:: Record set

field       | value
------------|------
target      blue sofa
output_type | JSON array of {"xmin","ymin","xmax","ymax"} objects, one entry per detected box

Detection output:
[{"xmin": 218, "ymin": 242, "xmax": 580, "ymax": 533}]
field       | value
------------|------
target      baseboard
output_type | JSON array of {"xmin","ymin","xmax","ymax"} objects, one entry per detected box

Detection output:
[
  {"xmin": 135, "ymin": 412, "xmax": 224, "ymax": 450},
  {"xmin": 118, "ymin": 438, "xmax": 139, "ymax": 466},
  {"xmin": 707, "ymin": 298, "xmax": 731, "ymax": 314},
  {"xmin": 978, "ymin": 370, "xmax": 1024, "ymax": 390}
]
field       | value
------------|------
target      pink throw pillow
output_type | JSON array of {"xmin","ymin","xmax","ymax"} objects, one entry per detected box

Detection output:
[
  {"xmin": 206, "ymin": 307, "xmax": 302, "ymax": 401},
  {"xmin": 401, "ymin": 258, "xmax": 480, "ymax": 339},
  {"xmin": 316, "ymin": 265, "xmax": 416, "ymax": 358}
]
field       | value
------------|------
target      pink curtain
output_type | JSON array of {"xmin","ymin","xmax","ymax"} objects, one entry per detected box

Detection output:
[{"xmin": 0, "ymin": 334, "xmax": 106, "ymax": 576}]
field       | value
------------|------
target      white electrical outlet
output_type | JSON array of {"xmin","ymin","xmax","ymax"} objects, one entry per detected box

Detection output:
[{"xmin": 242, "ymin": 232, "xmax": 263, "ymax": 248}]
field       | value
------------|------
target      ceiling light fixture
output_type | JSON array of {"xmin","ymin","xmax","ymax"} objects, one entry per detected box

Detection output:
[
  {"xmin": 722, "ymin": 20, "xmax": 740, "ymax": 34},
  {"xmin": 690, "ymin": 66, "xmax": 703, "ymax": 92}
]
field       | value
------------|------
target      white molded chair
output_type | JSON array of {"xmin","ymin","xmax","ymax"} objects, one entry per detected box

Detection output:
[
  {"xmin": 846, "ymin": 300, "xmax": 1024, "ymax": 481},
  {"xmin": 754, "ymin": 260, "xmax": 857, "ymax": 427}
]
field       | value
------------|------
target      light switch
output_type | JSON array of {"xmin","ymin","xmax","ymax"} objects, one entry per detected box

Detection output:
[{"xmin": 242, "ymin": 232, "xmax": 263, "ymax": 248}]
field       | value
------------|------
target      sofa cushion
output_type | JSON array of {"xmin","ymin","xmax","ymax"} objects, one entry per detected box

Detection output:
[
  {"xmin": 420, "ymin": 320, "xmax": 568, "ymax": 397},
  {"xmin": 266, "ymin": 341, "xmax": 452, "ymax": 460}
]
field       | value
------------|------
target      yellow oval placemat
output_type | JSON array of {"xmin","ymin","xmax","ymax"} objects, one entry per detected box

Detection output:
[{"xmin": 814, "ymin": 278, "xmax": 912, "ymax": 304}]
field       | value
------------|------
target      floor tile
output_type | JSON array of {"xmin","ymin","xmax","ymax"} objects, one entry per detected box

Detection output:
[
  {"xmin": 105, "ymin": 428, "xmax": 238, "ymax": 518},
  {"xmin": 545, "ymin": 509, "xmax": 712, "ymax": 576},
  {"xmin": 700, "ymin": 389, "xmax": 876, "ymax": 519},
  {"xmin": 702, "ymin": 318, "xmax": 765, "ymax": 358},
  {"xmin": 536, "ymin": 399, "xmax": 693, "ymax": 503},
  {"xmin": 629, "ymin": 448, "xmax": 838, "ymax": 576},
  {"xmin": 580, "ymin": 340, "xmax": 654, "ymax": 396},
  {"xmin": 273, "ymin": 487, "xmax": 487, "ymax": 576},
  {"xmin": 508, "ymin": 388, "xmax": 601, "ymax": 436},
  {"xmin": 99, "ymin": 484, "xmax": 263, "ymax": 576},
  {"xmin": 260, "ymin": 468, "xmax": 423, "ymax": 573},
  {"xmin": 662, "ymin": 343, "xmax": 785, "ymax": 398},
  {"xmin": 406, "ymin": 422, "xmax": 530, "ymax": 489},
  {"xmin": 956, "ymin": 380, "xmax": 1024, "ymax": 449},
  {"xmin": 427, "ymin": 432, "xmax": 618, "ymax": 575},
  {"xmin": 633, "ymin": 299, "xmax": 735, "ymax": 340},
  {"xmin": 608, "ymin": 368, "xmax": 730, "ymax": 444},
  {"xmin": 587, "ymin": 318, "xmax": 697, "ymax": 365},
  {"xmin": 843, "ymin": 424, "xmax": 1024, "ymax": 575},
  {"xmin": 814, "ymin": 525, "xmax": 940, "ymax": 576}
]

::::

Gather every line in the items above that contains the word "pink", matching case exactly.

Result:
target      pink throw pillow
target      pink curtain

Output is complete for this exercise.